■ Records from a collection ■
=======
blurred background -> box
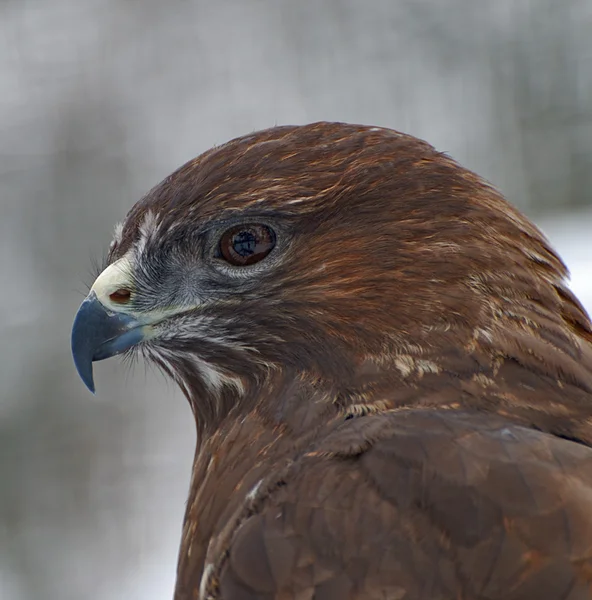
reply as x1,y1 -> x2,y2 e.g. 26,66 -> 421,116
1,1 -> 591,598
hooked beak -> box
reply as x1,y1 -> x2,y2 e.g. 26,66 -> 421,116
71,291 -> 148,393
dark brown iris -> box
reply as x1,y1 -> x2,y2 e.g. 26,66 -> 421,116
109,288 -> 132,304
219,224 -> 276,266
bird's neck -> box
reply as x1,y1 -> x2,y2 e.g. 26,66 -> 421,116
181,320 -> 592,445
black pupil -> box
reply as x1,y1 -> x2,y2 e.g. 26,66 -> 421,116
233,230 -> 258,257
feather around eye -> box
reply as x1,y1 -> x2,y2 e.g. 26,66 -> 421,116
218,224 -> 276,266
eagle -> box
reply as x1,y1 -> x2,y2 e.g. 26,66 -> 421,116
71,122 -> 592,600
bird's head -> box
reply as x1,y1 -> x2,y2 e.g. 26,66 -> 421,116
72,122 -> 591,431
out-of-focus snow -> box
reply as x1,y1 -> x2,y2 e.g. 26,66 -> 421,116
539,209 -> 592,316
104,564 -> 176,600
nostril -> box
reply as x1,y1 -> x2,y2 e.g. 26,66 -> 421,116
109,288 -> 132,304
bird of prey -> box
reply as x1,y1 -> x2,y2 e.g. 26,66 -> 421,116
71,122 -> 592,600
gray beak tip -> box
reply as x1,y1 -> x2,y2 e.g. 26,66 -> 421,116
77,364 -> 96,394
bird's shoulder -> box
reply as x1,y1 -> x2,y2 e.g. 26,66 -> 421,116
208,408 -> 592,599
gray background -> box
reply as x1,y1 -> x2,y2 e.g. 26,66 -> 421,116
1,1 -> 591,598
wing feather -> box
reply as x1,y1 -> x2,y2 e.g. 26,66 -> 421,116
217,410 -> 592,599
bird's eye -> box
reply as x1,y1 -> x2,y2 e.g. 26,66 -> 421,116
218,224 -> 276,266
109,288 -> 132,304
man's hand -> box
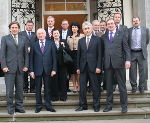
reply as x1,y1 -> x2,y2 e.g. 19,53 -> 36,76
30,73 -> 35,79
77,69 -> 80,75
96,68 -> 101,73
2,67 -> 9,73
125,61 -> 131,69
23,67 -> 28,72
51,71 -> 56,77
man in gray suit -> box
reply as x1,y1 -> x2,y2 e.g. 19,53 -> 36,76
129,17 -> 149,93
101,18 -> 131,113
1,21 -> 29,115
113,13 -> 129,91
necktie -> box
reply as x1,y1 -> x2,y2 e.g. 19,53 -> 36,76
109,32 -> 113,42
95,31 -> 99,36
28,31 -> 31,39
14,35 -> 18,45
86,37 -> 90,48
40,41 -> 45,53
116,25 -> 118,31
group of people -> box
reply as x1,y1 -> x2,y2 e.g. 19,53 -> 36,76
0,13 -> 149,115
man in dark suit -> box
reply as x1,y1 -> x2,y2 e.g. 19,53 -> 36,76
=======
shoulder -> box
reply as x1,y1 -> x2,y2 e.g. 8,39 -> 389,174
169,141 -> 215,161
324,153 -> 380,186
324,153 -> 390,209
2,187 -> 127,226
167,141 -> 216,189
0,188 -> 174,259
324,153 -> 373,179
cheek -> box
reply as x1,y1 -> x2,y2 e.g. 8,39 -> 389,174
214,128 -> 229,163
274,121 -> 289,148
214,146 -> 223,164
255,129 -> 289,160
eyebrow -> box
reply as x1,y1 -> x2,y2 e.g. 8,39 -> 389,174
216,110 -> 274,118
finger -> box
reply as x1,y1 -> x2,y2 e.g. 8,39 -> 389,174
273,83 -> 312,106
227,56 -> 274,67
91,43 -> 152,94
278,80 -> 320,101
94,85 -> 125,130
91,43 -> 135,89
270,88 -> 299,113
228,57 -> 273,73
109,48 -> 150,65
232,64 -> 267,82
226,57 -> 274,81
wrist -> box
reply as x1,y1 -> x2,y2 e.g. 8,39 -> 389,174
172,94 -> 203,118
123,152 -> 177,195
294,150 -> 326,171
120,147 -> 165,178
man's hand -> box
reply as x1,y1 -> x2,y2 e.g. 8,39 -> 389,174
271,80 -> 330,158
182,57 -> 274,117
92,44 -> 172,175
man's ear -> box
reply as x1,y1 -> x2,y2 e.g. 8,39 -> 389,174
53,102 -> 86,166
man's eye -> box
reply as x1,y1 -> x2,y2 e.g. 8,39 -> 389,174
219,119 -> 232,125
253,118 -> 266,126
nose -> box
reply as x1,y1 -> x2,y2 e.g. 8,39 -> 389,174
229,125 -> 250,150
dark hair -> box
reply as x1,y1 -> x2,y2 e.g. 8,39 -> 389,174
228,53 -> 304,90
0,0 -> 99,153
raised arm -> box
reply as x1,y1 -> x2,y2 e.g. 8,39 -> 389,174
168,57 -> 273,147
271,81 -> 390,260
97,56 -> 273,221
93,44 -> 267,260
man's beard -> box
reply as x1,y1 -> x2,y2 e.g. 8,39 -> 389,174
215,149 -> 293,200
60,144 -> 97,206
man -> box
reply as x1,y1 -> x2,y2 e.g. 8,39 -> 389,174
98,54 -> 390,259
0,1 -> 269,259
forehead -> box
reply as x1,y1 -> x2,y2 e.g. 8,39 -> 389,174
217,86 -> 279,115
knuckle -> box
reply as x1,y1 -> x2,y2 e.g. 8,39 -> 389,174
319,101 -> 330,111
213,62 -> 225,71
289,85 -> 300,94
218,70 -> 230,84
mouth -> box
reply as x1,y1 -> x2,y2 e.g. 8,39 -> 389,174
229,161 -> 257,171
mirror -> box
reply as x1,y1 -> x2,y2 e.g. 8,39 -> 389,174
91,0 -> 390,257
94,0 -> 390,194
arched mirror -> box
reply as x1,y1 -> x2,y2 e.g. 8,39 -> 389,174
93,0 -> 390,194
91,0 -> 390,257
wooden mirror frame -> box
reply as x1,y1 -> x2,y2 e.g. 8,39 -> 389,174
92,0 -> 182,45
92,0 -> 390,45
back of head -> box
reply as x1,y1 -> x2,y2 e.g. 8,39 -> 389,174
=======
■ What the exercise asks ■
Working from the entries above, filter out every line that lacks "feather" and copy what remains.

■ Answer to this problem ■
feather around eye -> box
wing feather -> box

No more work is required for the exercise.